TASK DATA:
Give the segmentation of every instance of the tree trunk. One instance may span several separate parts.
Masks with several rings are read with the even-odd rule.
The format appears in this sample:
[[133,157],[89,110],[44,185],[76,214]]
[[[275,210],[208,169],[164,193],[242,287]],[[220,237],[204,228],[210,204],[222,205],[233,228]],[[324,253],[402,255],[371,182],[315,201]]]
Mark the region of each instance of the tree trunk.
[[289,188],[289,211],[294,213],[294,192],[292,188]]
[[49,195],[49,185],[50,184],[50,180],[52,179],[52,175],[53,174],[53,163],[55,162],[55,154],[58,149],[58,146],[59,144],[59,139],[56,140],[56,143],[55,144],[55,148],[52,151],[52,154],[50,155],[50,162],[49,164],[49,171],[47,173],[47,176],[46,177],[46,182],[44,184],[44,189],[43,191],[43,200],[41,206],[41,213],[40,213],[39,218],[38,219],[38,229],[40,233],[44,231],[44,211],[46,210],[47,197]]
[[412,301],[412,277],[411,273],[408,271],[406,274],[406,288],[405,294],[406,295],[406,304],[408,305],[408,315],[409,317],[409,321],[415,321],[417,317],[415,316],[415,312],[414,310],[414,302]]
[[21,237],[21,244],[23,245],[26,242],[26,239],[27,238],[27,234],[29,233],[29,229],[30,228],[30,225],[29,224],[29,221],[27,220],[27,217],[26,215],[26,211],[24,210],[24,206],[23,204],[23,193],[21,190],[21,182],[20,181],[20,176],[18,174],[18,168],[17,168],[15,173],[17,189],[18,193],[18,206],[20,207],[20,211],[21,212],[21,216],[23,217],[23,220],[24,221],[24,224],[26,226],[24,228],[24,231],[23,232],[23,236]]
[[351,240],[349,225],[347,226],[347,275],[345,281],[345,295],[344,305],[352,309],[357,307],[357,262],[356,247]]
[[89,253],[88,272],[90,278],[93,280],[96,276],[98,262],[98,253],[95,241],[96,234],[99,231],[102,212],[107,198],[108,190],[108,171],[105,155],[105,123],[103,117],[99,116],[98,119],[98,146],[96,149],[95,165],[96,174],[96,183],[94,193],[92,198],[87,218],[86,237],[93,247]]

REQUIREMENTS: Put each line of the data above into a Markdown table with a Row column for the row number and a Text column for the line. Leave out blank lines.

SOLUTION FOR THIS TASK:
| Row | Text |
|---|---|
| 1 | Give the segmentation of every instance of the tree trunk. One instance may span several separate parts. |
| 2 | Masks with several rings are read with the even-odd rule. |
| 3 | The format appears in this sample: |
| 4 | [[133,157],[89,110],[44,185],[76,214]] |
| 5 | [[[275,210],[208,169],[164,193],[242,287]],[[220,237],[204,228],[210,204],[222,205],[233,228]],[[324,253],[402,255],[371,182],[315,201]]] |
| 6 | Mark the region of each instance of the tree trunk. |
| 7 | [[289,188],[289,211],[294,213],[294,192],[292,188]] |
| 8 | [[49,195],[49,185],[50,184],[50,180],[52,179],[52,175],[53,174],[53,163],[55,162],[55,154],[58,149],[58,146],[59,144],[59,139],[56,140],[56,143],[55,144],[55,148],[52,151],[52,154],[50,155],[50,162],[49,164],[49,171],[47,173],[47,176],[46,177],[46,182],[44,184],[44,189],[43,191],[43,200],[41,206],[41,213],[40,213],[39,218],[38,219],[38,229],[40,233],[44,231],[44,211],[46,210],[47,197]] |
| 9 | [[412,301],[412,277],[411,273],[408,271],[406,274],[406,288],[405,294],[406,295],[406,304],[408,305],[408,315],[409,317],[409,321],[415,321],[417,317],[415,316],[415,312],[414,310],[414,302]] |
| 10 | [[21,237],[21,244],[23,245],[26,242],[26,239],[27,238],[27,234],[29,233],[29,229],[30,228],[30,225],[29,224],[29,221],[27,220],[27,217],[26,215],[26,211],[24,210],[24,206],[23,204],[23,193],[21,190],[21,182],[20,181],[20,176],[18,174],[18,168],[17,168],[15,173],[17,189],[18,193],[18,206],[20,207],[20,211],[21,212],[21,216],[23,217],[23,220],[24,221],[24,224],[26,226],[24,228],[24,231],[23,232],[23,236]] |
| 11 | [[351,240],[349,225],[347,226],[347,275],[345,281],[345,295],[344,305],[352,309],[357,307],[357,262],[356,247]] |
| 12 | [[89,253],[88,272],[90,278],[93,280],[96,276],[98,262],[98,253],[95,241],[96,234],[99,231],[102,212],[107,198],[108,190],[108,171],[105,155],[105,123],[103,117],[99,116],[98,119],[98,146],[96,149],[95,165],[96,174],[96,183],[94,193],[92,198],[87,218],[86,237],[93,247]] |